SOURCE EXCERPT:
[Intel-gfx] [RFC] drm/i915: Add sync framework support to execbuff IOCTL

Daniel Vetter daniel at ffwll.ch
Mon Jul 6 02:29:58 PDT 2015


On Fri, Jul 03, 2015 at 12:17:33PM +0100, Tvrtko Ursulin wrote:
> 
> On 07/02/2015 04:55 PM, Chris Wilson wrote:
> > It would be nice if we could reuse one seqno both for internal/external
> > fences. If you need to expose a fence ordering within a timeline that is
> > based on the creation stamp rather than execution stamp, it seems like
> > we could just add such a stamp when creating the sync_pt and not worry
> > about its relationship to the execution seqno.
> > 
> > Doing so does expose that requests are reordered to userspace since the
> > signalling timeline is not the same as userspace's ordered timeline. Not
> > sure if that is a problem or not.
> > 
> > Afaict the sync uapi is based on waiting for all of a set of fences to
> > retire. It doesn't seem to rely on fence ordering (that is knowing that
> > fence A will signal before fence B so it need only wait on fence B).
> > 
> > Here's hoping that we can have both simplicity and efficiency...
> 
> Jumping in with not even perfect understanding of everything here - but
> timeline business has always been confusing me. There is nothing in the 
> uapi which needs it afaics and iirc there was some discussion at the time
> Jesse floated his patches that it can be removed. Based on that when I
> squashed his patches and ported them on top of John's request to fence
> conversion it ended up something like the below (manually edited a bit to
> be less noisy and some prep patches omitted):
> 
> This implements the ioctl based uapi and indeed seqnos are not actually
> used in waits. So is this insufficient for some reason? (Other that it
> does not implement the input fence side of things.)

Yeah android syncpt on top of struct fence embedded int i915 request is
what I'd have expected.
> 
> diff --git a/drivers/gpu/drm/i915/Kconfig b/drivers/gpu/drm/i915/Kconfig
> index 74acca9..07f6ad9 100644
> --- a/drivers/gpu/drm/i915/Kconfig
> +++ b/drivers/gpu/drm/i915/Kconfig
> @@ -71,3 +71,17 @@ config DRM_I915_PRELIMINARY_HW_SUPPORT
>  	  option changes the default for that module option.
>  
>  	  If in doubt, say "N".
> +
> +config DRM_I915_SYNC
> +	bool "Enable explicit sync support"
> +	depends on DRM_I915
> +	default y if STAGING
> +	depends on STAGING
> +	select ANDROID
> +	select SYNC
> +	help

No Kconfig for userspace ABI please. Yes this means we need to destage
android syncpts first. The problem I see there is that apparently google
is still changing the uabi a lot, and that's a no-go for upstream. And it
needs to be cleaned up to work more seamlessly with struct fence (i.e.

TASKS TO COMPLETE:
1. Using the i915 sync thread, mark each statement (a), (b), (c) yes or no, and quote the deciding words. (a) Chris Wilson says the sync uapi relies on fence ordering. (b) The DRM_I915_SYNC option depends on STAGING. (c) Daniel Vetter accepts a Kconfig option for the userspace ABI.
2. In the i915 sync thread, what does Daniel Vetter say must happen first because there should be no Kconfig for the userspace ABI?
3. Proceed with the i915 sync thread from its final words, writing in Daniel Vetter's reply voice.
The lines after this point come from a separate source.

PROVIDED DATA:
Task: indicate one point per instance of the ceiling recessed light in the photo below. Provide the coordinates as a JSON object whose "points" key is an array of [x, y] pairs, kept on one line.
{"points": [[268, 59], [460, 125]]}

PER-TASK OUTPUTS:
1.
(a) No: "It doesn't seem to rely on fence ordering"
(b) Yes: "depends on STAGING"
(c) No: "No Kconfig for userspace ABI please."

2. The android syncpts need to be destaged first.

3.
anything that's missing there should be moved to struct fence, drivers
should only use fd_to_fence and fenct_to_fd functions similar to dma-buf).

And we don't have anyone except android using syncpts, so a bit a trouble
with finding userspace vehicles for this. We probably need agreement from
google to be happy with a frozen abi for syncpts first ...
-Daniel

> +	  Choose this option to enable Android native sync support and the
> +	  corresponding i915 driver code to expose it.  Slightly increases
> +	  driver size and pulls in sync support from staging.
> +
> +	  If in doubt, say "Y".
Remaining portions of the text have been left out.